Task brief
Only certain lines below are wanted: those starting at the line containing "Reviewer note: every instance of the statue of" and ending at the line containing "Reviewer note: every instance of the ornate", both included, each retyped exactly.
•••
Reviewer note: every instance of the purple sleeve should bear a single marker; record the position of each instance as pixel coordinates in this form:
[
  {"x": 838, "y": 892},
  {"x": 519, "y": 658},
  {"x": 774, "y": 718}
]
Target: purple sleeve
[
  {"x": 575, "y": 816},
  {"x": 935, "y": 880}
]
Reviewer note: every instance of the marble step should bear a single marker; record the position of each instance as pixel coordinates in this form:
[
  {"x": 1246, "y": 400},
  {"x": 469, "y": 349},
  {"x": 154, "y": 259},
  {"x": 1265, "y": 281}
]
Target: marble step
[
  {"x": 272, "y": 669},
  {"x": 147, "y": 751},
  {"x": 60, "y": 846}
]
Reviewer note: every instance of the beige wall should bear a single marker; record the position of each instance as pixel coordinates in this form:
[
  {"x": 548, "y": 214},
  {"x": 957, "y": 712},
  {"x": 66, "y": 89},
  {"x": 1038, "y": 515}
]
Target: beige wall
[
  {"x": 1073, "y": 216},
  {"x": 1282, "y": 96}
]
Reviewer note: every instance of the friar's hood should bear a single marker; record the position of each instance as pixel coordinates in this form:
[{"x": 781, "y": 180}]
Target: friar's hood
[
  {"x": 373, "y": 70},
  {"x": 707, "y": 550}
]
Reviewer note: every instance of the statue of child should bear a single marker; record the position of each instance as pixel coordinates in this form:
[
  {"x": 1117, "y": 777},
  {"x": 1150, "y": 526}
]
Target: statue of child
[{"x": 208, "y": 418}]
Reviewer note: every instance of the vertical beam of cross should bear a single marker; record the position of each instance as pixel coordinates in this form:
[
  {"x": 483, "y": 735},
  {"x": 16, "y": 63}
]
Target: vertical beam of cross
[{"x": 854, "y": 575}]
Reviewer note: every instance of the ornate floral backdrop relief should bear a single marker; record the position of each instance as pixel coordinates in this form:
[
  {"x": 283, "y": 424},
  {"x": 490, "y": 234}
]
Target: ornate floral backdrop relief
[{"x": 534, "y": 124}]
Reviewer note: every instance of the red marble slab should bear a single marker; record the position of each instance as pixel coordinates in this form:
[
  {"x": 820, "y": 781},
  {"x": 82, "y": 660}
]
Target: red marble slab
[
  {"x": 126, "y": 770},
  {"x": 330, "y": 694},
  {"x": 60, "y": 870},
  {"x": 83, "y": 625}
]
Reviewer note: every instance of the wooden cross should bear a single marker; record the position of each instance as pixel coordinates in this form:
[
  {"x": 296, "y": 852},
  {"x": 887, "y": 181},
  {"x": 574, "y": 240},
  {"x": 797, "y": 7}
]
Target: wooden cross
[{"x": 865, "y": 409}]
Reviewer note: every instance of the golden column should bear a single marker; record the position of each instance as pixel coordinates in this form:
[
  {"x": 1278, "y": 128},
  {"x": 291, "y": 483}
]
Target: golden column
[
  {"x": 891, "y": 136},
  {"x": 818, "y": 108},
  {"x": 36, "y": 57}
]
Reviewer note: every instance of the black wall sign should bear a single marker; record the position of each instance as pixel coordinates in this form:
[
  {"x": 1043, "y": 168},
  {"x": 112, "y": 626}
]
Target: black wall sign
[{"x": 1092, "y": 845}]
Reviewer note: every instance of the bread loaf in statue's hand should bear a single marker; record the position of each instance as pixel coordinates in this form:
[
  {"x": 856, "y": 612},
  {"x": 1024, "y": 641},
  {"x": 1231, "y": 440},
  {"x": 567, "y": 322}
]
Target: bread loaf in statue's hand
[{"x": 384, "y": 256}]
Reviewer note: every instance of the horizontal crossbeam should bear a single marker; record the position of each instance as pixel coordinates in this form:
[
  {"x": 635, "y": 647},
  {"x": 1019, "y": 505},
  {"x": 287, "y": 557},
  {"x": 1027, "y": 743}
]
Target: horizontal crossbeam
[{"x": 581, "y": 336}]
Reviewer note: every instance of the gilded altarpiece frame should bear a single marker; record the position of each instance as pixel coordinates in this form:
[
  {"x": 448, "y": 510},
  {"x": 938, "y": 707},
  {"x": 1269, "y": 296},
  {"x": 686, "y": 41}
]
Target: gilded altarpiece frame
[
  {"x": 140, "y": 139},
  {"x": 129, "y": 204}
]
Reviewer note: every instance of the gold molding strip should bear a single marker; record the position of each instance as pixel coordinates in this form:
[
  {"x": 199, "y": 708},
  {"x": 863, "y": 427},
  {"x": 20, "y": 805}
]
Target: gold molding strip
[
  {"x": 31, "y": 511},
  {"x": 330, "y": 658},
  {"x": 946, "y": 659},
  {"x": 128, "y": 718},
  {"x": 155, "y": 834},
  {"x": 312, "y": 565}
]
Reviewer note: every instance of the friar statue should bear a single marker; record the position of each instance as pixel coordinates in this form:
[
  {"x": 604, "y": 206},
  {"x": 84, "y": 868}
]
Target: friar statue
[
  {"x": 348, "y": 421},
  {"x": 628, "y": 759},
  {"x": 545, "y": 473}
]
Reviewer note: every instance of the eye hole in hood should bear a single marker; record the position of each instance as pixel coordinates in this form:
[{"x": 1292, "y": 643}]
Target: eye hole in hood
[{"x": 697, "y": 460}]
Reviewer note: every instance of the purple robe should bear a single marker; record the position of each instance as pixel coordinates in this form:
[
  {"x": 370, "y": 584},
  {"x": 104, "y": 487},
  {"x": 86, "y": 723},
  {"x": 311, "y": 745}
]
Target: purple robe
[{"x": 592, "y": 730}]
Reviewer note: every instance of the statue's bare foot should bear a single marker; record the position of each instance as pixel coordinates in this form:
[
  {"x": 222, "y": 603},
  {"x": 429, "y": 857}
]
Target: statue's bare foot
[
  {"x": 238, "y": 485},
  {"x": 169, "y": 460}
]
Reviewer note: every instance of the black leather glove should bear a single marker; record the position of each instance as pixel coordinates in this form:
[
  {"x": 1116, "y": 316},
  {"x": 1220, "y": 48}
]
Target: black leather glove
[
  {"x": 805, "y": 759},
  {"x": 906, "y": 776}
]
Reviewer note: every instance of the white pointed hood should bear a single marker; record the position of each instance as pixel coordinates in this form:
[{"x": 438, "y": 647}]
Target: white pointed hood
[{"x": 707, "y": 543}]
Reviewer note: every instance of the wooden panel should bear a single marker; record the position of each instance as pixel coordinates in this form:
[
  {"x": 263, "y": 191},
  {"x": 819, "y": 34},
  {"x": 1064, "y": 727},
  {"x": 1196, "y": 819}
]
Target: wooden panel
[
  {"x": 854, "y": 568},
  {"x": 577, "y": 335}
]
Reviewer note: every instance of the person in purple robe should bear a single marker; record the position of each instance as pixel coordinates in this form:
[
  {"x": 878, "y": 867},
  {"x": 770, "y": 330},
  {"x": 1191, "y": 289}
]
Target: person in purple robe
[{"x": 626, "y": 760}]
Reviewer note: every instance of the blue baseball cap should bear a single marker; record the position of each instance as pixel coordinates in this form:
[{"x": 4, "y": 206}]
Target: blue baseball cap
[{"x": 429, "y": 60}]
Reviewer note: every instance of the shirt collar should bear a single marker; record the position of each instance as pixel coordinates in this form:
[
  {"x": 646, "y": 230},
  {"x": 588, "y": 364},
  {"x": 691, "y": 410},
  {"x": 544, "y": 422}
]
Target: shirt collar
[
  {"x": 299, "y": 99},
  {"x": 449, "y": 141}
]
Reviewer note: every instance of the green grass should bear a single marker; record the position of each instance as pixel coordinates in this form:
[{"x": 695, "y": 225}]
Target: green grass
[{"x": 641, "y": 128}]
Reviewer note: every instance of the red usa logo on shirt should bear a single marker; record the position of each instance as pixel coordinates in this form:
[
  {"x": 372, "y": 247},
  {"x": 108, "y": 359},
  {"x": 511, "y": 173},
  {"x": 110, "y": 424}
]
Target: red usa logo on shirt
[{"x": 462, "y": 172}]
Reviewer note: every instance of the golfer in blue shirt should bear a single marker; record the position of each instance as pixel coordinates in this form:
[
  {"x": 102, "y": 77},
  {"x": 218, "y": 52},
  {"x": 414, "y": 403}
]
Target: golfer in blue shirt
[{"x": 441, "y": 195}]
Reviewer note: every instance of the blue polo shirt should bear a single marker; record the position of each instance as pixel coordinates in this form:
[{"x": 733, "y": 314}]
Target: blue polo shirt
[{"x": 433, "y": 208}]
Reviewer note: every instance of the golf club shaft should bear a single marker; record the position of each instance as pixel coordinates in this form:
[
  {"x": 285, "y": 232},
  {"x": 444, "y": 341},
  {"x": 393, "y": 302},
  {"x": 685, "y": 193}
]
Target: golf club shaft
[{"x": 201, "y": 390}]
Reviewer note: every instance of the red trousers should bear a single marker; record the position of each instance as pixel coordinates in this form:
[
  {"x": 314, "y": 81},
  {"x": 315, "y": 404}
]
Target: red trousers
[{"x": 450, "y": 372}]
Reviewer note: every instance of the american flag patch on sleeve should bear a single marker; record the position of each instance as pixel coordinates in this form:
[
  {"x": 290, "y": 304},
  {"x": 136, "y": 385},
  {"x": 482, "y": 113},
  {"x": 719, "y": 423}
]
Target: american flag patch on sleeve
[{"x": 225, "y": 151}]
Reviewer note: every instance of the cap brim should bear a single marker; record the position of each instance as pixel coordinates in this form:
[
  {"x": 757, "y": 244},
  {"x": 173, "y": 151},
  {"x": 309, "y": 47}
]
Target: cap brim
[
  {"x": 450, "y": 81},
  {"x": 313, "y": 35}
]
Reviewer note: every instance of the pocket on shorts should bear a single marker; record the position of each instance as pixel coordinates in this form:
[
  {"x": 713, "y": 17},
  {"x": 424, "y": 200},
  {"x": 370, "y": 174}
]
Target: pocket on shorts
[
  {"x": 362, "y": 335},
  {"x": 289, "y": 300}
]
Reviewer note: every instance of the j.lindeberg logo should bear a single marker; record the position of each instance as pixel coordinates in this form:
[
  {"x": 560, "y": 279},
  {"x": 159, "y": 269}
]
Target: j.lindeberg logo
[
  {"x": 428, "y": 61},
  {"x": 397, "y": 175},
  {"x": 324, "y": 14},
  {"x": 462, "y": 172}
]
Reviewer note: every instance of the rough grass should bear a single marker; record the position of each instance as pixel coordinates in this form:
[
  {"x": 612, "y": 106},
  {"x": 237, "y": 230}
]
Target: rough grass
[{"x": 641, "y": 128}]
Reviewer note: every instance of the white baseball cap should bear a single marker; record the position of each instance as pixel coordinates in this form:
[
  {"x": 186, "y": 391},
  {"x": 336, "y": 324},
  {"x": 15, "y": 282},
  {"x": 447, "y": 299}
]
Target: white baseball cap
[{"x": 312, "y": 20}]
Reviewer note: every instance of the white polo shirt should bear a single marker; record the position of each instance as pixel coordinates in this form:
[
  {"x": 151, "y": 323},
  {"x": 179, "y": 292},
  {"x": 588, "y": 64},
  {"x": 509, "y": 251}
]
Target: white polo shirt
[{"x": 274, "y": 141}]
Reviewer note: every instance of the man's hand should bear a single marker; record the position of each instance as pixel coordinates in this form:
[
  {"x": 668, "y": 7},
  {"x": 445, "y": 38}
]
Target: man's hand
•••
Response area
Reviewer note: every instance of the statue of child should bear a single marker; record the position of each instance as pixel coordinates in this form:
[
  {"x": 1117, "y": 777},
  {"x": 1150, "y": 526}
]
Target: statue of child
[{"x": 208, "y": 418}]
Reviewer note: every instance of the vertical beam of cross should bear a single marker; record the position of each instance as pixel coordinates in this form:
[
  {"x": 483, "y": 735},
  {"x": 16, "y": 63}
]
Target: vertical beam of cross
[{"x": 854, "y": 575}]
Reviewer note: every instance of the ornate floral backdrop relief should bear a single marker; record the position of each instance as pixel coordinates in this form:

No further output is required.